Before doing anything else, copy the entries below exactly.
━━━━
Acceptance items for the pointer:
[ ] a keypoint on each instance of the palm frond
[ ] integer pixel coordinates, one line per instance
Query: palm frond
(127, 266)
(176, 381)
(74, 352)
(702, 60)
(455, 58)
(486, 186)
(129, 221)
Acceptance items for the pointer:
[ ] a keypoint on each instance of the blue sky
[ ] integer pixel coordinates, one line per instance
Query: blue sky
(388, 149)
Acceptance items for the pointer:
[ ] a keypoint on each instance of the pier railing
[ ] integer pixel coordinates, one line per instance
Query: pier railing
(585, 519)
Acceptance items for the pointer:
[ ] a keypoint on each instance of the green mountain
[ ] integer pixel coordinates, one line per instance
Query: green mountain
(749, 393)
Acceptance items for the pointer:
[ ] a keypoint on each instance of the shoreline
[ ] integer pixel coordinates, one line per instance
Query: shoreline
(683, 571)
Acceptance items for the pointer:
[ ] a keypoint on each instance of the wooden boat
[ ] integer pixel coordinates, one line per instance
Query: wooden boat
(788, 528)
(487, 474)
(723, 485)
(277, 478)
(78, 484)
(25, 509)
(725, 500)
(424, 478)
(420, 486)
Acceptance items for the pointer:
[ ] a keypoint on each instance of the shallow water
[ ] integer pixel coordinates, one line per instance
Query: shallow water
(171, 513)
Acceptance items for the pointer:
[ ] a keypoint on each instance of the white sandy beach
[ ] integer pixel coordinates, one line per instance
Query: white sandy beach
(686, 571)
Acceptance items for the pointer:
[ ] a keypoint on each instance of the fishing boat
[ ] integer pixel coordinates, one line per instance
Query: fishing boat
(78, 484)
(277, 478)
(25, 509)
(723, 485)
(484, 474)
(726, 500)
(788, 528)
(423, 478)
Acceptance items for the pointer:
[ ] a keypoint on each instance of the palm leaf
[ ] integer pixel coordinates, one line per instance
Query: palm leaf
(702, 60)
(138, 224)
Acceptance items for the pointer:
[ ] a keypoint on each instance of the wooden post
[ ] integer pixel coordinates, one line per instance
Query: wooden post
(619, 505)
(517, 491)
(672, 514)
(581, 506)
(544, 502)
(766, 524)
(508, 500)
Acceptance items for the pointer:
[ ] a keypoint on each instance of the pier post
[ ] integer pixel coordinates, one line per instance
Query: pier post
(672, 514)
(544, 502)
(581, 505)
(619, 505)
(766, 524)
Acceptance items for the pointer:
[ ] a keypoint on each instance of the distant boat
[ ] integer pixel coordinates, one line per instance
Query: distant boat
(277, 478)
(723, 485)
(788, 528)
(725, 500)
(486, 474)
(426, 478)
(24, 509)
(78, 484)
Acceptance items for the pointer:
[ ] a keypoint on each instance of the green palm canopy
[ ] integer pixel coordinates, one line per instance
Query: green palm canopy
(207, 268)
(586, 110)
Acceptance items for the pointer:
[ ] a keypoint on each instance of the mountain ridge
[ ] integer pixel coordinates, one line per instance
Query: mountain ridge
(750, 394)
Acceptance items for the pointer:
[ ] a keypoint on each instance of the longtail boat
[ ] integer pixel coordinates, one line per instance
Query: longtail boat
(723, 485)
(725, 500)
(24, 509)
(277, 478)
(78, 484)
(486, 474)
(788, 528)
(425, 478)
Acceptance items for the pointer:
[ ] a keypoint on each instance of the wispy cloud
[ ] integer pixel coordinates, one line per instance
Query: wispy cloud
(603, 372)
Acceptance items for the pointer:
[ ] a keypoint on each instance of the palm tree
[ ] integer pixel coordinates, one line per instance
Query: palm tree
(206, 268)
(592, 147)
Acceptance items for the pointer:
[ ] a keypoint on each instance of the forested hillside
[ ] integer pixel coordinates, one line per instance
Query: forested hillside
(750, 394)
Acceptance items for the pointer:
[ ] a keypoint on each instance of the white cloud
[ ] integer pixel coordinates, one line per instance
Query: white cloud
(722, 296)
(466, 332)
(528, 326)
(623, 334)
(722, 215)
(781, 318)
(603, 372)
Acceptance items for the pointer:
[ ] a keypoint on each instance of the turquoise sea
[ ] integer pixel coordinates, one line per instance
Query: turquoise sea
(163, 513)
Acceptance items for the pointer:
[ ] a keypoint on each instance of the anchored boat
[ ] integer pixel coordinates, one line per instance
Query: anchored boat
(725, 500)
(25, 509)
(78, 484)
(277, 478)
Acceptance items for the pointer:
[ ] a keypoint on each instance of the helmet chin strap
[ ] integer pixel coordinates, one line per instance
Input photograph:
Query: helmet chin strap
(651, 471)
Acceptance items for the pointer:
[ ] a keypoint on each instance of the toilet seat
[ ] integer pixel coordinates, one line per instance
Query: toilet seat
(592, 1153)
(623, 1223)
━━━━
ANSWER SECTION
Acceptance items for the pointer:
[ ] a keypoint on each instance of the palm frond
[ ] integer pixel coordinates, one line per instance
Query: palm frond
(127, 266)
(176, 381)
(74, 352)
(702, 60)
(455, 58)
(486, 186)
(129, 221)
Acceptance items for the pointer:
[ ] a keypoint on each instance of the blue sky
[ ] integer pixel coordinates, one line per instance
Query: blue sky
(388, 149)
Acceptance items for the pointer:
[ ] a keypoint on each instance of the pier railing
[ ] integer pixel coordinates, one line per instance
Query: pier railing
(585, 519)
Acceptance items for the pointer:
[ ] a keypoint on each instance of the green mountain
[ ] integer pixel coordinates, one line per instance
Query: green mountain
(749, 393)
Acceptance items for the pointer:
[ ] a keypoint on each instance of the shoreline
[ ] integer pixel coordinates, one line per instance
Query: shoreline
(683, 571)
Acceptance items for the pointer:
[ ] a keypoint on each instance of the wooden boat
[ ] integer pixel coordinates, one line per instance
Query: wooden boat
(788, 528)
(487, 474)
(723, 485)
(277, 478)
(78, 484)
(25, 509)
(725, 500)
(424, 478)
(420, 486)
Acceptance items for the pointer:
[ ] a keypoint on each instance of the shallow water
[ ] integer pixel coordinates, one line per instance
Query: shallow water
(171, 513)
Acceptance items for the pointer:
[ ] a keypoint on each instance of the white sandy beach
[ ] integer pixel coordinates, one line per instance
Query: white sandy beach
(686, 571)
Acceptance items for the pointer:
[ ] a keypoint on each instance of the fishing boat
[ ] integer pixel coordinates, one line per instance
Query: fishing boat
(78, 484)
(277, 478)
(25, 509)
(723, 485)
(484, 474)
(726, 500)
(788, 528)
(423, 478)
Acceptance items for the pointer:
[ ] a keypoint on each instance of the palm leaf
[ ] integer pixel coordinates, one line per instance
Query: palm leaf
(702, 60)
(138, 224)
Acceptance items for the pointer:
[ ] a keypoint on each instance of the wooden post
[ ] integer pixel coordinates, one line per instance
Query: wooden post
(619, 505)
(517, 491)
(672, 514)
(581, 506)
(544, 502)
(766, 524)
(508, 500)
Acceptance items for the pointer:
[ ] a keypoint on each instance of the pier post
[ ] integer pixel coordinates, one line per instance
Query: pier post
(672, 514)
(544, 502)
(581, 505)
(619, 505)
(766, 524)
Acceptance items for the pointer:
[ ] a keypoint on each instance of the distant boat
[ ] integer pixel coordinates, one line per instance
Query: distant boat
(277, 478)
(723, 485)
(788, 528)
(725, 500)
(486, 474)
(426, 478)
(24, 509)
(78, 484)
Acceptance items for the pointer:
[ ] a keypoint on each instance of the green palm canopy
[ ] integer pixel coordinates, one line per instance
Query: green palm canopy
(207, 268)
(586, 110)
Acceptance items for the pointer:
[ ] a keypoint on each instance of the mountain ridge
[ ] integer pixel coordinates, one line per instance
Query: mountain ridge
(750, 394)
Acceptance items for the pointer:
[ ] a keypoint on each instance of the longtail boat
[ ] integer pixel coordinates, one line per instance
Query: longtail boat
(723, 485)
(725, 500)
(24, 509)
(277, 478)
(78, 484)
(486, 474)
(788, 528)
(425, 478)
Acceptance items for the pointer:
[ ] a keypoint on each instance of the wispy cloud
[ ] integer pixel coordinates, one line per instance
Query: wispy cloud
(603, 372)
Acceptance items for the pointer:
[ ] a keypoint on each instance of the palm tree
[ ] integer pixel coordinates, one line per instance
Query: palm tree
(206, 268)
(592, 147)
Acceptance items for the pointer:
[ ] a keypoint on each instance of the forested hillside
[ ] integer pixel coordinates, one line per instance
Query: forested hillside
(750, 394)
Acceptance items for the pointer:
[ ] a keypoint on each instance of the white cloud
[ ] integer pixel coordinates, one line per instance
Query: white cloud
(722, 296)
(466, 332)
(528, 326)
(623, 334)
(722, 215)
(781, 318)
(603, 372)
Acceptance items for the pointer:
[ ] a keypoint on each instance of the turquoise sea
[ ] integer pixel coordinates, one line per instance
Query: turquoise sea
(163, 513)
Acceptance items for the pointer:
[ ] a keypoint on each instance of the anchored boat
[ ] integer pixel coordinates, one line per instance
Query: anchored boat
(725, 500)
(25, 509)
(78, 484)
(277, 478)
Acceptance items for the pointer:
[ ] a keypoint on each instance of the helmet chin strap
[ ] integer pixel coordinates, one line per instance
Input photograph:
Query: helmet chin strap
(651, 471)
Acceptance items for the pointer:
[ ] a keypoint on each instance of the toilet seat
[ ] integer pixel coordinates, one line per instance
Query: toilet seat
(592, 1153)
(623, 1223)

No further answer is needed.